- Belge Metni

━━━

Ayla Önder onderayla@gmail.com
Aysel Karaarslan Metin, Karadeniz Ereğli Halk Eğitim Merkezi’nde arıcılık mesleğine dair kurs veriyor. Üniversitede arıcılık okumuş. Bu yıl kursiyerlerin tamamen erkek. Kübra Öztürk ise bölgede arıcılık yapan bir kadın. Erkekler kadınların arıcılıkla uğraşması fikrine alışamamışlar. Ama kabul etmeleri gerekiyor, başka yolu yok.

━━━

- Sağlanan Veriler

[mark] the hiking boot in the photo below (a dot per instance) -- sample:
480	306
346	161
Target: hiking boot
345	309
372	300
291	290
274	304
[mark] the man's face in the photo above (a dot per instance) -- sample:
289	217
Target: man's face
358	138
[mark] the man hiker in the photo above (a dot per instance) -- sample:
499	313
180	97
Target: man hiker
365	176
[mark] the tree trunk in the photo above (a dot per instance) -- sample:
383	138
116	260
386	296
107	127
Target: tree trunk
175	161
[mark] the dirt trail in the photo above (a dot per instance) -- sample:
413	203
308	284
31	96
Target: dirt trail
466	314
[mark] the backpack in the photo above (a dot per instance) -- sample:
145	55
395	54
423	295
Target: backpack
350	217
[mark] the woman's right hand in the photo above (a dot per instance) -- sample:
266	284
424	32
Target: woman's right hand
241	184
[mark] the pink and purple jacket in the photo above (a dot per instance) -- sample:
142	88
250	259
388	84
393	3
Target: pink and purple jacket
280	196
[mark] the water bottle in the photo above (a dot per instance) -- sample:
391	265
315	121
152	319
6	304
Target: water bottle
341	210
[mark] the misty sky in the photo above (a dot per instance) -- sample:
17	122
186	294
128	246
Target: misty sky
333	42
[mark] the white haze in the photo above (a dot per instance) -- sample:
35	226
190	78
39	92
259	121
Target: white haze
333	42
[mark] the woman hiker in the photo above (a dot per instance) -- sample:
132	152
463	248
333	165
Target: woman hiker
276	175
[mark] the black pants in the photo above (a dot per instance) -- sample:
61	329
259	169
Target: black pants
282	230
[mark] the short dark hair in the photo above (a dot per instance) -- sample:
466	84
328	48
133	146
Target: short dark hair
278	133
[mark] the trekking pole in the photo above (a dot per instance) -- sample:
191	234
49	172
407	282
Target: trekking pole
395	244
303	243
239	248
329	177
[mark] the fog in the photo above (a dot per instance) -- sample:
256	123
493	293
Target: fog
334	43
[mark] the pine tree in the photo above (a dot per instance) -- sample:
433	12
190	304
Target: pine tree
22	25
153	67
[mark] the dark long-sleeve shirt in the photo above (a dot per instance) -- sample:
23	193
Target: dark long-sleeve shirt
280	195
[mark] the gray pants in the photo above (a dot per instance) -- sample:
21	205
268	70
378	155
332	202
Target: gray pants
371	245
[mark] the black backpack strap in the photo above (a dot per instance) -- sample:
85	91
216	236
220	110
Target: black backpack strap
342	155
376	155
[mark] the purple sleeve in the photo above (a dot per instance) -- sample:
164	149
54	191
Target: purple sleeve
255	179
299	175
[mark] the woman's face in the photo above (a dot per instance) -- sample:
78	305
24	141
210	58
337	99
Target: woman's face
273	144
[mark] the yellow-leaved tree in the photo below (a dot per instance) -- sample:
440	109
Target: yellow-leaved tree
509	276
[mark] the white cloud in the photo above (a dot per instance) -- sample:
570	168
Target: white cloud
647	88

━━━

- Çalışma Talimatları
1. Arıcılık metnine göre Aysel Karaarslan Metin hangi kurumda kurs vermektedir?
2. Arıcılık metnini son cümlesinden sonra gelecek biçimde sürdürünüz.
Bu çalışmada satırlara başvurmak gerekmemektedir.

- Beklenen Çıktılar
1. Karadeniz Ereğli Halk Eğitim Merkezi’nde.

2.
“Arıcı olmak o kadar basit değil”. Ereğlili Kübra Öztürk söze böyle başlıyor. “Önemli nokta, kovanın tüm özelliklerini bilmek ve arılarla uzun yıllar birlikte zaman geçirmeye hazır olmak”. Eşinin kuzeni arıcılık yaparken tanık olmuş ve heves etmiş. Her şeyi o kuzenden öğreniyor genç kadın. “İnternette de videolar var. Arıcılık ve bal üretimi ile ilgili binlerce bilgiye ulaşmak mümkün. Hepsinden yararlandım” diyor. Tabii ki bilgi edinme imkanları çok geniş ama gerçekten öğrenmek için gözlemlemek, denemek gerekiyor. Ayrıca, her arıcının kendine özgü küçük sırları var. Kübra’nın sırrı arıları çok sevmek. Sevgisini konuşarak belli ediyor. Kovanlarının başına gittiğinde, onlara “Nasılsınız güzel kızlarım benim”le başlayıp devam eden birçok kelam ediyor.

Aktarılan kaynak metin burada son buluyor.